__Short exercise__.
Transcribe every line of the listing below without changing a single character.

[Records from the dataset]
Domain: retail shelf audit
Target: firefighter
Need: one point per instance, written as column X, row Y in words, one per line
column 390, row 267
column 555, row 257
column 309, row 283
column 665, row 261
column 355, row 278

__Final result__.
Domain: retail shelf audit
Target: firefighter
Need: one point per instance, written as column X, row Y in words, one per line
column 390, row 267
column 555, row 257
column 309, row 283
column 665, row 261
column 355, row 278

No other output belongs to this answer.